> Excerto selecionado
*-*-*
Ao pé de uma velha alfarrobeira, com mais de dois séculos, Fernando Pessoa mostra o seu trabalho mais recente: o percurso ecobotânico Manuel Gomes Guerreiro, um jardim in situ para dar a conhecer a história do barrocal algarvio, contada através das plantas. Ao completar 80 anos, um dos arquitetos paisagistas mais influentes da sua geração — herdeiro do legado de Gonçalo Ribeiro Telles — continua a trabalhar e a publicar. Intervir na Paisagem é o título do último livro. O seu legado, que se estende do Algarve ao Gerês, passando pela Madeira, levou a que a Universidade do Algarve (UAlg) lhe prestasse recentemente homenagem. Além de tudo o mais, é também um professor muito especial.
Esta sua nova obra, um ecomuseu situado entre o barrocal e a serra do Caldeirão, vai mostrar como se cruzam as “paisagens culturais” com o património natural. “As alfarrobeiras, tal como os loureiros, são espécies — relíquias que ficaram do tempo em que o Mediterrâneo era tropical e subtropical”, diz o arquiteto, evocando a aridez do deserto do Norte de África, cada vez mais próxima. À entrada do terreno onde vai nascer o jardim, faz uma pausa, puxa pelo cachimbo. “É o meu vício”, confessa. A árvore, de pé rugoso, está debruçada sobre a montanha, como se fosse uma sentinela a indicar o percurso ecobotânico que ali vai nascer.
O projeto que assina, em co-autoria com João Marum, junta inovação (tecnologia 3D, concebida na Universidade do Algarve) com a arte mais tradicional de moldar a paisagem. Assim, o visitante, ao deambular pela montanha, fica, com a ajuda do telemóvel, a conhecer a história das plantas mais emblemáticas do barrocal. O botânico Rosa Pinto registou e identificou mais de 1700 espécies nesta zona do Algarve, sobretudo no vale da Fonte Benémola. “A flora do Algarve merece um lugar para ser estudada”, diz, evocando o papel destacado que teve Manuel Gomes Guerreiro, natural de Querença, enquanto cientista e defensor da floresta mediterrânica. A obra, com custo estimado em cerca de 200 mil euros, foi financiada pelo programa operacional do Algarve Cresc2020 e os trabalhos arrancam no primeiro trimestre do próximo ano.
O fundador e antigo presidente do Serviço Nacional de Parques e Reservas, atual Instituto da Conservação da Natureza e Florestas, concebeu um jardim aproveitando plantas autóctones, o que lhe permite quase não precisar de rega. “A seca não está a ser levada a sério”, lamenta, insurgindo-se contra a “palmeirite aguda” e as grandes áreas de relvados que existem de norte a sul do país. “Espalhou-se a ideia de que uma paisagem turística exótica, sempre verde, e com muitas palmeiras, teria muitos mais atrativos para quem visita a região.”
*-*-*
Exemplos de deteção:
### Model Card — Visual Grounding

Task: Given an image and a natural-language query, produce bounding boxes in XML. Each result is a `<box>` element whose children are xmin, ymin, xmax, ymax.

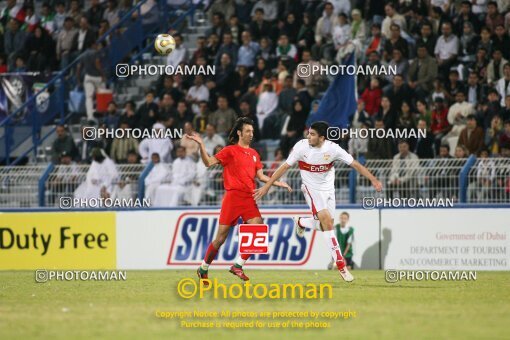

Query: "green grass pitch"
<box><xmin>0</xmin><ymin>266</ymin><xmax>510</xmax><ymax>340</ymax></box>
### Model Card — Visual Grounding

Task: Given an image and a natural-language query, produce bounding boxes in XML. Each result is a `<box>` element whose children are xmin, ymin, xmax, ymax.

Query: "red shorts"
<box><xmin>220</xmin><ymin>190</ymin><xmax>262</xmax><ymax>226</ymax></box>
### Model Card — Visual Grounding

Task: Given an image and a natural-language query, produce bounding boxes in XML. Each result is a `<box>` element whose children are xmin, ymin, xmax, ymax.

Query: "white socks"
<box><xmin>322</xmin><ymin>230</ymin><xmax>344</xmax><ymax>262</ymax></box>
<box><xmin>298</xmin><ymin>217</ymin><xmax>322</xmax><ymax>231</ymax></box>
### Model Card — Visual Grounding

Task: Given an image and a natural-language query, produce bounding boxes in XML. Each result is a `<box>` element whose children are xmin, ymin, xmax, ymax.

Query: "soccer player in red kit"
<box><xmin>185</xmin><ymin>117</ymin><xmax>292</xmax><ymax>285</ymax></box>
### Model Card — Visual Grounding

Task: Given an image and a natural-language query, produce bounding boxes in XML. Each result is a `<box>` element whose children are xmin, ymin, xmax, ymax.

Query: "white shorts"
<box><xmin>301</xmin><ymin>184</ymin><xmax>336</xmax><ymax>218</ymax></box>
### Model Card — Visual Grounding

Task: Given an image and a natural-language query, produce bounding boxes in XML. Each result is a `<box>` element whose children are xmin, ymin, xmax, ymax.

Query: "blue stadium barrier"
<box><xmin>0</xmin><ymin>0</ymin><xmax>157</xmax><ymax>165</ymax></box>
<box><xmin>349</xmin><ymin>156</ymin><xmax>366</xmax><ymax>204</ymax></box>
<box><xmin>0</xmin><ymin>203</ymin><xmax>510</xmax><ymax>213</ymax></box>
<box><xmin>138</xmin><ymin>162</ymin><xmax>154</xmax><ymax>200</ymax></box>
<box><xmin>459</xmin><ymin>155</ymin><xmax>476</xmax><ymax>203</ymax></box>
<box><xmin>38</xmin><ymin>163</ymin><xmax>55</xmax><ymax>207</ymax></box>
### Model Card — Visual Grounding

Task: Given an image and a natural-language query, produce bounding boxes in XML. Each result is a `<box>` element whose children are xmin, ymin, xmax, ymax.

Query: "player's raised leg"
<box><xmin>229</xmin><ymin>217</ymin><xmax>262</xmax><ymax>281</ymax></box>
<box><xmin>197</xmin><ymin>224</ymin><xmax>230</xmax><ymax>286</ymax></box>
<box><xmin>293</xmin><ymin>184</ymin><xmax>322</xmax><ymax>237</ymax></box>
<box><xmin>317</xmin><ymin>209</ymin><xmax>354</xmax><ymax>282</ymax></box>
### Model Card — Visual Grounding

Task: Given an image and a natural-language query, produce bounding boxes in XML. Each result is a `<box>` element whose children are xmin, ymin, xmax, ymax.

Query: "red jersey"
<box><xmin>214</xmin><ymin>144</ymin><xmax>262</xmax><ymax>194</ymax></box>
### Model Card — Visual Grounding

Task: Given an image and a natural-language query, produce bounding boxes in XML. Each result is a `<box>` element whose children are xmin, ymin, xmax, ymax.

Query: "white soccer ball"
<box><xmin>154</xmin><ymin>34</ymin><xmax>175</xmax><ymax>55</ymax></box>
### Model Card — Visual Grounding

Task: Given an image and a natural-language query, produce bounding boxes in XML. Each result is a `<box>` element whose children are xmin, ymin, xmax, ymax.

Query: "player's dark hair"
<box><xmin>310</xmin><ymin>121</ymin><xmax>329</xmax><ymax>137</ymax></box>
<box><xmin>228</xmin><ymin>117</ymin><xmax>255</xmax><ymax>144</ymax></box>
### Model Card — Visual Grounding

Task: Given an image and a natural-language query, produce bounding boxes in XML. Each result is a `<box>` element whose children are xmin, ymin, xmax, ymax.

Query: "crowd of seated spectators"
<box><xmin>29</xmin><ymin>0</ymin><xmax>510</xmax><ymax>205</ymax></box>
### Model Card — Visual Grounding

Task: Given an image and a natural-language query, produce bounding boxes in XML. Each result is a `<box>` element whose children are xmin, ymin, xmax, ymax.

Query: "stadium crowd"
<box><xmin>1</xmin><ymin>0</ymin><xmax>510</xmax><ymax>205</ymax></box>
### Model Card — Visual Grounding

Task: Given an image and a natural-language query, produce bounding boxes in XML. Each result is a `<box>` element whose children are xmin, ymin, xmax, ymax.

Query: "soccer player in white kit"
<box><xmin>253</xmin><ymin>122</ymin><xmax>382</xmax><ymax>282</ymax></box>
*-*-*
> Tarefas a realizar
a - Responda às seguintes perguntas sobre o texto do percurso ecobotânico:
(i) Qual é o título do último livro de Fernando Pessoa?
(ii) Quantas espécies registou e identificou o botânico Rosa Pinto nesta zona do Algarve?
(iii) Qual é o custo estimado da obra?
b - Apresente, copiando-as na íntegra, todas as linhas das entradas que contêm a palavra "soccer". As maiúsculas e minúsculas contam.

> Respostas do exercício
a -
(i) Intervir na Paisagem.
(ii) Mais de 1700 espécies.
(iii) Cerca de 200 mil euros.

b -
Query: "soccer player in red kit"
Query: "white soccer ball"
Query: "soccer player in white kit"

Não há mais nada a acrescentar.